Problem to work on: Go over the listing below line by line and tally those containing "reel". Give only the tally.

-------- Data for the task

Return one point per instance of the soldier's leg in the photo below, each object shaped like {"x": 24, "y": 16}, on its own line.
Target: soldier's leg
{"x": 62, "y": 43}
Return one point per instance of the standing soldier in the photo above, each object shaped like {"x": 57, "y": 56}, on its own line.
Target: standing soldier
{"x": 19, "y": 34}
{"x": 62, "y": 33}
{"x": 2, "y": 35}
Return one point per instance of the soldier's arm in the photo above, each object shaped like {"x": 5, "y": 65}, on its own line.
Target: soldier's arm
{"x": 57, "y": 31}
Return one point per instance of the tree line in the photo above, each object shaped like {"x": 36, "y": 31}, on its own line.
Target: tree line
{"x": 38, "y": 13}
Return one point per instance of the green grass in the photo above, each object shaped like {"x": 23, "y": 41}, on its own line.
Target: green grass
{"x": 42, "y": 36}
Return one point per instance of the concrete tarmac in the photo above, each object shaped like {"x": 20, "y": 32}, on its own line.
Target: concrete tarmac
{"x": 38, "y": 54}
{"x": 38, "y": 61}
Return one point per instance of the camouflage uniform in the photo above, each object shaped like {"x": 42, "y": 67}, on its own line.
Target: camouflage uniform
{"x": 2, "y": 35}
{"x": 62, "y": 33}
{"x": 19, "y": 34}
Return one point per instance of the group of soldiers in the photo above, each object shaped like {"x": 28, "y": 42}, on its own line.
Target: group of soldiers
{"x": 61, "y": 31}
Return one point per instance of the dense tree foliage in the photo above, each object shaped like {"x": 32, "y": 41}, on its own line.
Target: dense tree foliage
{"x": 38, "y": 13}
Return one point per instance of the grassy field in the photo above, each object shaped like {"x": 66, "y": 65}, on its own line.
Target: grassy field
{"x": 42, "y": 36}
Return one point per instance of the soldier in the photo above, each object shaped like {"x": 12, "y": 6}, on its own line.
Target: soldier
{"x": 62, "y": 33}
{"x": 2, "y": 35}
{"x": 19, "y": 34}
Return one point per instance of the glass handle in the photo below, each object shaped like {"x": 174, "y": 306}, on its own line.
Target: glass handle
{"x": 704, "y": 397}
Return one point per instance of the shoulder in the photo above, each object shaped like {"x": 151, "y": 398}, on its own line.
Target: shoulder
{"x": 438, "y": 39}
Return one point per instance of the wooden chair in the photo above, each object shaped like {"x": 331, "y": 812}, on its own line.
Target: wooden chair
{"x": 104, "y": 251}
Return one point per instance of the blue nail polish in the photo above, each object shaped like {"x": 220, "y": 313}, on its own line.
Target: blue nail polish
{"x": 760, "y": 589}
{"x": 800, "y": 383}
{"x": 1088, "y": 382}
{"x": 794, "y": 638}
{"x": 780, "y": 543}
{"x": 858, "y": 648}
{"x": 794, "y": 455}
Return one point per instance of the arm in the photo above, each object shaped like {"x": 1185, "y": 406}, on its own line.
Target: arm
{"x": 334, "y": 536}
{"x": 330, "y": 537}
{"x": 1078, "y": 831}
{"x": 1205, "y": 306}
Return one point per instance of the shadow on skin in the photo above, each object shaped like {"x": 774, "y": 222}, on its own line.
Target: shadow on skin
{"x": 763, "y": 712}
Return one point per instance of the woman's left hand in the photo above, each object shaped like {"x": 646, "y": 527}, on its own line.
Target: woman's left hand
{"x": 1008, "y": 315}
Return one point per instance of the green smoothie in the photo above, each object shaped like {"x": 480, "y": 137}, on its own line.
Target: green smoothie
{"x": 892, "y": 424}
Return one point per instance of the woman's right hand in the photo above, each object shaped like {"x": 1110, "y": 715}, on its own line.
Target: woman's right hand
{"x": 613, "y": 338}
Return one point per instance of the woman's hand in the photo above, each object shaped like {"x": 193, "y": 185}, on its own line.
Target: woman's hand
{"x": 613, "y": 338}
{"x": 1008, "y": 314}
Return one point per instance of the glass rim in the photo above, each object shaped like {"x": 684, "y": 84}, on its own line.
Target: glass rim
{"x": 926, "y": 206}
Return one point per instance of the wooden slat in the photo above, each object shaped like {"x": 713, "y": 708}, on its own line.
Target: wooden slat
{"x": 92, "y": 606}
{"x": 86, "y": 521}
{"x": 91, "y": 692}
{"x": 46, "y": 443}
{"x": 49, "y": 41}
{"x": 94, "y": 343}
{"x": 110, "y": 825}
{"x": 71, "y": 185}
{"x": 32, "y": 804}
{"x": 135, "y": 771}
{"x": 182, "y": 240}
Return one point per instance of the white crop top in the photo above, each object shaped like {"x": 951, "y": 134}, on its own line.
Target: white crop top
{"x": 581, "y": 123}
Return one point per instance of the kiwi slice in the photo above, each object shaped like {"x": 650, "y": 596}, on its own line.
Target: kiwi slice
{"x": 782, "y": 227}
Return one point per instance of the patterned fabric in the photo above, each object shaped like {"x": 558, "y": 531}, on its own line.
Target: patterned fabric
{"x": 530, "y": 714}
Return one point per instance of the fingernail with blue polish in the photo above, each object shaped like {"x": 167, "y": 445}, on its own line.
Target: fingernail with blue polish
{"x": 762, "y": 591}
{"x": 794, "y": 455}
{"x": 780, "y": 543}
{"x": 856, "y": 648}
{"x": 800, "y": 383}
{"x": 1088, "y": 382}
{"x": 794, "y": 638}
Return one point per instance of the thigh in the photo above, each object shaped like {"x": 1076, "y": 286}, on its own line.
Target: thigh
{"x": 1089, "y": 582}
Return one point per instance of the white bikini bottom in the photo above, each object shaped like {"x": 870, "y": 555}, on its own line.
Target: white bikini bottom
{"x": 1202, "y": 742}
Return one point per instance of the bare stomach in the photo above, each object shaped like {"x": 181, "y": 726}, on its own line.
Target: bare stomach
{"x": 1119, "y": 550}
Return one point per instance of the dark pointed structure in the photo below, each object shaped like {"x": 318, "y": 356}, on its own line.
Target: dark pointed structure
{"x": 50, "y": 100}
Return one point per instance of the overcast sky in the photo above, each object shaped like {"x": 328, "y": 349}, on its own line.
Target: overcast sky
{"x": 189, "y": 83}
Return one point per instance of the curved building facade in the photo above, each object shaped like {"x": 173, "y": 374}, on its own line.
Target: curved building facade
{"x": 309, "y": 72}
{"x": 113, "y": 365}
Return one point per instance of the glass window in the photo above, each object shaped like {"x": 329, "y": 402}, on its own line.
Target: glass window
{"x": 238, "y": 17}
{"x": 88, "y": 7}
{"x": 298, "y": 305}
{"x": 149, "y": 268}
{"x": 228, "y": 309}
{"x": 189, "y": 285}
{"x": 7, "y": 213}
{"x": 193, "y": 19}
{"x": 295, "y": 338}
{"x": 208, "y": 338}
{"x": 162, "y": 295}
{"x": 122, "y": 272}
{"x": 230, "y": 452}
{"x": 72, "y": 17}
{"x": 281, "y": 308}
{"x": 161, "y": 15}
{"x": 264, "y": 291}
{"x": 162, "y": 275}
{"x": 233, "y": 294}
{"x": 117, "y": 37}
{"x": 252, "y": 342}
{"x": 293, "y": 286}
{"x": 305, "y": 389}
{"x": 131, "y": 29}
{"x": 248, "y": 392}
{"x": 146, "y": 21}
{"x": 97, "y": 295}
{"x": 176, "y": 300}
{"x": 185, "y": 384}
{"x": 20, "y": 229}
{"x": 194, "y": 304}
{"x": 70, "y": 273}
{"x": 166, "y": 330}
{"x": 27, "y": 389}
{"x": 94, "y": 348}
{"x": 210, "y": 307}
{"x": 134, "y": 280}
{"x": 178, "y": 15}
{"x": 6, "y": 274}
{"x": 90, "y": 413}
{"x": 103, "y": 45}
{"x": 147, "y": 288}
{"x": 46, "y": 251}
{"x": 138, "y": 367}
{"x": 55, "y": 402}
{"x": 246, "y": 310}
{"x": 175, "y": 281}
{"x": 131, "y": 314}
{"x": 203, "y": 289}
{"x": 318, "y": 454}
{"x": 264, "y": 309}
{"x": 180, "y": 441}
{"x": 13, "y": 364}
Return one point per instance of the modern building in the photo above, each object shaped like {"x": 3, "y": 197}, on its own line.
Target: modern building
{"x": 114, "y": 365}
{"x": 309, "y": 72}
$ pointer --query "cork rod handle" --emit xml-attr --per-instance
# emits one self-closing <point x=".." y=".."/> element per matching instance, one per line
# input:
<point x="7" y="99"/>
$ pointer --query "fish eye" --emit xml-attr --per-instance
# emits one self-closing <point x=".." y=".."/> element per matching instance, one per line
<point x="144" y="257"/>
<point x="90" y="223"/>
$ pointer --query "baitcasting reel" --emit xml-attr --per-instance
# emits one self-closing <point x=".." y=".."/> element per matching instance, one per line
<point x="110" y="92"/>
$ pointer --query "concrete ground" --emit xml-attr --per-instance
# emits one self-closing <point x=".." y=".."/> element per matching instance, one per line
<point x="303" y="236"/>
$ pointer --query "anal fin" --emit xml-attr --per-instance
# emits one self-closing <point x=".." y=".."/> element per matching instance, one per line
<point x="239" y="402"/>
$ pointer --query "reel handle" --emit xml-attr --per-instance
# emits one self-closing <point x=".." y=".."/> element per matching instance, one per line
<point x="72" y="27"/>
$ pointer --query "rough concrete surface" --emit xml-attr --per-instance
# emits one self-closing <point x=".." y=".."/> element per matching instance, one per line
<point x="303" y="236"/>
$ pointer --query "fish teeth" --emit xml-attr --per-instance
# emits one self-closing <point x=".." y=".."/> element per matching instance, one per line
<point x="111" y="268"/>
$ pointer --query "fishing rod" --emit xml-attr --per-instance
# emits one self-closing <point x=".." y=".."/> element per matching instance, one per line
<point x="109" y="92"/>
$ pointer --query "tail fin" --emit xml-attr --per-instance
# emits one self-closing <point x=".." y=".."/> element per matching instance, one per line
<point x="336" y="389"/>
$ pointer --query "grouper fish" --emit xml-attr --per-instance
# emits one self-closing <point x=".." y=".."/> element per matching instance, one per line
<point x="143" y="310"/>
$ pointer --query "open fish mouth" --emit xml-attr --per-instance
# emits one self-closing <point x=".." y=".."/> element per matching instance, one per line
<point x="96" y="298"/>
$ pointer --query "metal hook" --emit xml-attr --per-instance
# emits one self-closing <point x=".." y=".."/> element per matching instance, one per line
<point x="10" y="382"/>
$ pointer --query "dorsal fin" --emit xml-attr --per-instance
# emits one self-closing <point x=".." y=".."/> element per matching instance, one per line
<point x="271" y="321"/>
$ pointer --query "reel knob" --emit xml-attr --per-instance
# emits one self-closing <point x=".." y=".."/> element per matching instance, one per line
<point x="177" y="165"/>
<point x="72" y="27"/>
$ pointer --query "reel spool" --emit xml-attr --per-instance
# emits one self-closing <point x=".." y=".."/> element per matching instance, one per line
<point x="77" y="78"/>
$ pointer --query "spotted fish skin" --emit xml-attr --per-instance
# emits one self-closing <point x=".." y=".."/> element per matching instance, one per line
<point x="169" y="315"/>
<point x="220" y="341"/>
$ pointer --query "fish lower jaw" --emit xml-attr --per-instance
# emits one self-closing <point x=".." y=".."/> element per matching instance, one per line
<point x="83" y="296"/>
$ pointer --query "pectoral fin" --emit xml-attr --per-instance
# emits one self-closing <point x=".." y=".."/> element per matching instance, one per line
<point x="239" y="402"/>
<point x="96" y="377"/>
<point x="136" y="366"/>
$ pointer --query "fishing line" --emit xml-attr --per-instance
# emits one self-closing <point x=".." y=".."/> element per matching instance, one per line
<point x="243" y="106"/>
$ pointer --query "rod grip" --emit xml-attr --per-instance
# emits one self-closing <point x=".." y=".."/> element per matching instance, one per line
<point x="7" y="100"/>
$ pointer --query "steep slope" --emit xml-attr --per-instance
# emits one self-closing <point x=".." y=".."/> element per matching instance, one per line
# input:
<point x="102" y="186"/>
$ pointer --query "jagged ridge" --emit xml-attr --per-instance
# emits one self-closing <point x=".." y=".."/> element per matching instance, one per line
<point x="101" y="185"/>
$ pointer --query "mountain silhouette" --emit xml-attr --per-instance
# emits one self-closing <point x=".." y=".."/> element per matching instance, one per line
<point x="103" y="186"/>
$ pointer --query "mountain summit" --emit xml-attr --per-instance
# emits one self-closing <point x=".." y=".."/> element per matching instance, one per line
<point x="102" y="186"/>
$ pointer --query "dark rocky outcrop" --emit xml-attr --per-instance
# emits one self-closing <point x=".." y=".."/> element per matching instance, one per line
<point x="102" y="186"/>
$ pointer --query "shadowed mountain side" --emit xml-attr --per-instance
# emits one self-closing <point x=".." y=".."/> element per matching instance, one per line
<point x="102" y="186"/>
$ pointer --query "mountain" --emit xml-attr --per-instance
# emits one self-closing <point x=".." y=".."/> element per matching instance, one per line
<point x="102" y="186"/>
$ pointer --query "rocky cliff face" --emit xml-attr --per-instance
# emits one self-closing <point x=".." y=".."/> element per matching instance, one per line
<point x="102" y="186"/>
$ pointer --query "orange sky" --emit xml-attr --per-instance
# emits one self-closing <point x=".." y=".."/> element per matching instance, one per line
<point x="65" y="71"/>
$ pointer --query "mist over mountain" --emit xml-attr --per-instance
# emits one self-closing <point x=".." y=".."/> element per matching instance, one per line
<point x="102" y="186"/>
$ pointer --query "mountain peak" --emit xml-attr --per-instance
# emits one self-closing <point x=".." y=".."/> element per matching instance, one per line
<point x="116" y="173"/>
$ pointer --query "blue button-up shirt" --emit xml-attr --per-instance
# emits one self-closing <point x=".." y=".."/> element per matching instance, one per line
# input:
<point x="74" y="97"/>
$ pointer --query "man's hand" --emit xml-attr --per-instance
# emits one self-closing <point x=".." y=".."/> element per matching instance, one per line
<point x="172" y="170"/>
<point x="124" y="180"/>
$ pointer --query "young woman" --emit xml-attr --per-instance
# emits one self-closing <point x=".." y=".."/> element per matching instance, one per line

----------------

Solved problem: 4